→ **Challenge A**:
In the text below, what does Brock say he has been since his start as a swimmer?

→ **Text shown**:
-- -- --

Yes? Who are you really as a person Brock? I’m not hearing a lot of remorse in your actions or words.

“I know that if I were to be placed on probation, I would be able to be a benefit to society for the rest of my life.”

Really? How?

“I want to earn a college degree in any capacity that I am capable to do so. And in accomplishing this task, I can make the people around me and society better through the example I will set.”

But I thought you said being at college was part of the problem that lead you to rape a woman? What example are you planing on setting? How do you plan on making society better Brock?

“I’ve been a goal oriented person since my start as a swimmer. I want to take what I can from who I was before this situation happened and use it to the best of my abilities moving forward.”

How about realising that who you were before this was a person who could justify raping an unconscious woman in an alleyway beside a dumpster? How about deciding that maybe being the guy with those values doesn’t serve you or society anymore? How about ditching that guy and starting afresh? 

“I know I can show people who were like me the dangers of assuming what college life can be like without thinking about the consequences one would potentially have to make if one were to make the same decisions that I made. I want to show that people’s lives can be destroyed by drinking and making poor decisions while doing so.”

Again Brock, this is NOT about drink. Stop trying to blame alcohol for your rapist mentality.

“One needs to recognize the influence that peer pressure and the attitude of having to fit in can have on someone.”

Are you suggesting that your peers pressured you to rape a woman?

“One decision has the potential to change your entire life.”

-- -- --

→ **Challenge B**:
Find every line of the records that contains the string "white", treating uppercase and lowercase as different, and copy each of those lines.

[Excerpts of location labeling data]
-- -- --

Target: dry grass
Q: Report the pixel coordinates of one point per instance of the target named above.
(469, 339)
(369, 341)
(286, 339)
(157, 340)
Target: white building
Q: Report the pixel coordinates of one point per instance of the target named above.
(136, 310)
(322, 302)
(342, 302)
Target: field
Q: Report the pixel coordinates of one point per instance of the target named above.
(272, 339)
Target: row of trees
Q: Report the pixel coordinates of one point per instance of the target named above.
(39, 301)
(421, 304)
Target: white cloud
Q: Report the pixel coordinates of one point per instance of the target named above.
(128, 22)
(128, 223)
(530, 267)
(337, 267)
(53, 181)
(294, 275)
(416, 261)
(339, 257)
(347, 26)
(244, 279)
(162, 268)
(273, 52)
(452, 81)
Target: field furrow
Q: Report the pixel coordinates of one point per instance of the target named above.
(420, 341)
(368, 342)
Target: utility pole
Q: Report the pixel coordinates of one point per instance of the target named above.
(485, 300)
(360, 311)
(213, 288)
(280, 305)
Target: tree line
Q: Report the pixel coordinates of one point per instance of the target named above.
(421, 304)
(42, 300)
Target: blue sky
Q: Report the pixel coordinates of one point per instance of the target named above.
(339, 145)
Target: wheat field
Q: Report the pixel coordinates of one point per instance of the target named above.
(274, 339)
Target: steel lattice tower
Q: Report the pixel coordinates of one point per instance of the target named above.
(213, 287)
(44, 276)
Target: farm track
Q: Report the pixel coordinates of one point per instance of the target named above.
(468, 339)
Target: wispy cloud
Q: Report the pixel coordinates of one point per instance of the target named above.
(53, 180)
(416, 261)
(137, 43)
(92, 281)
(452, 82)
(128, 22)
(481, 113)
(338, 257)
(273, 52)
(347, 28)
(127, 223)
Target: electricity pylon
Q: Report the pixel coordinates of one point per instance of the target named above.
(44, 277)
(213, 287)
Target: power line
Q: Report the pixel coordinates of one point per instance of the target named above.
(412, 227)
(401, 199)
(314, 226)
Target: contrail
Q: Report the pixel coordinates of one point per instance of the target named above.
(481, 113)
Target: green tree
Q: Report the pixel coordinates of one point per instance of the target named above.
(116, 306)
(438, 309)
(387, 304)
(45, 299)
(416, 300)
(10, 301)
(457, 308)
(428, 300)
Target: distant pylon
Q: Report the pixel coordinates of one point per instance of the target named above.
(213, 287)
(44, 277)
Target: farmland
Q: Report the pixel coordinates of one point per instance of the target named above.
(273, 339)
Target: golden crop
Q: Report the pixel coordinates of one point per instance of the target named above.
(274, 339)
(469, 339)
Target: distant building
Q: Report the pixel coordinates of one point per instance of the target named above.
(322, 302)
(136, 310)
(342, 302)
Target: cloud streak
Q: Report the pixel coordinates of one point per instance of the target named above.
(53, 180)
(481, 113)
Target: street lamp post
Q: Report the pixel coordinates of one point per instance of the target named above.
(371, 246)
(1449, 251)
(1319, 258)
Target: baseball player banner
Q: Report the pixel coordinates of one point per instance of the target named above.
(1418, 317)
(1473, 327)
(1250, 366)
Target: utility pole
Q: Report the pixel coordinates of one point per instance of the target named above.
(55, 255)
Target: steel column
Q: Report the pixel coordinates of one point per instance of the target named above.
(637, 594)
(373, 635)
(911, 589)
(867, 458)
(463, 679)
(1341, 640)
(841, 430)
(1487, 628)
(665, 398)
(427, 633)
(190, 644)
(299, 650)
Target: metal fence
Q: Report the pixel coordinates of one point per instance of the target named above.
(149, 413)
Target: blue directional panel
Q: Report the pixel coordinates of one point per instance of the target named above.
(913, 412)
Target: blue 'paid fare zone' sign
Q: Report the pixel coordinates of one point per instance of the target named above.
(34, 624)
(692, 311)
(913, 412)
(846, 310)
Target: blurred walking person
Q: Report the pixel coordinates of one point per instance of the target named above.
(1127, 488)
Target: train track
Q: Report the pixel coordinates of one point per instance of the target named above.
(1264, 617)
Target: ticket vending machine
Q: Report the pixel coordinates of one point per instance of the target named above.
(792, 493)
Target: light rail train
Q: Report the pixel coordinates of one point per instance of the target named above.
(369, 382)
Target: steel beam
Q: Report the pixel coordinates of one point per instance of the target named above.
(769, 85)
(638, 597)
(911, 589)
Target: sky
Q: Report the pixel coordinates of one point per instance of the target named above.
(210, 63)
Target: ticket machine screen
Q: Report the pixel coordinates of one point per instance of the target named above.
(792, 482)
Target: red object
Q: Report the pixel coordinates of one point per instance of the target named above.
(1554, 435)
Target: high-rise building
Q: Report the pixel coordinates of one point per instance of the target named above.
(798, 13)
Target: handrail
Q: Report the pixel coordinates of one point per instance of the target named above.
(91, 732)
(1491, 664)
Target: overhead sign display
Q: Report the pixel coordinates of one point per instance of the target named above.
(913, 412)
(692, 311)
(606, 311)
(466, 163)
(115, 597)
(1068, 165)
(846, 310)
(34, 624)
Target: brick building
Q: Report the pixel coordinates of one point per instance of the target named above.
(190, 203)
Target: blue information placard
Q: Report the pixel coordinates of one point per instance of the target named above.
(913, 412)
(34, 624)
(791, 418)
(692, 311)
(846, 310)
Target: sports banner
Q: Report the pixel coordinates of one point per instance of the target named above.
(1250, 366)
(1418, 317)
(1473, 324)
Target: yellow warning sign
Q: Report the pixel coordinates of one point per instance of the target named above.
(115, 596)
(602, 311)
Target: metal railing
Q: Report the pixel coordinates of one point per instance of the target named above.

-- -- --

→ **Expected answer A**:
A goal oriented person.

→ **Expected answer B**:
Target: white building
Target: white cloud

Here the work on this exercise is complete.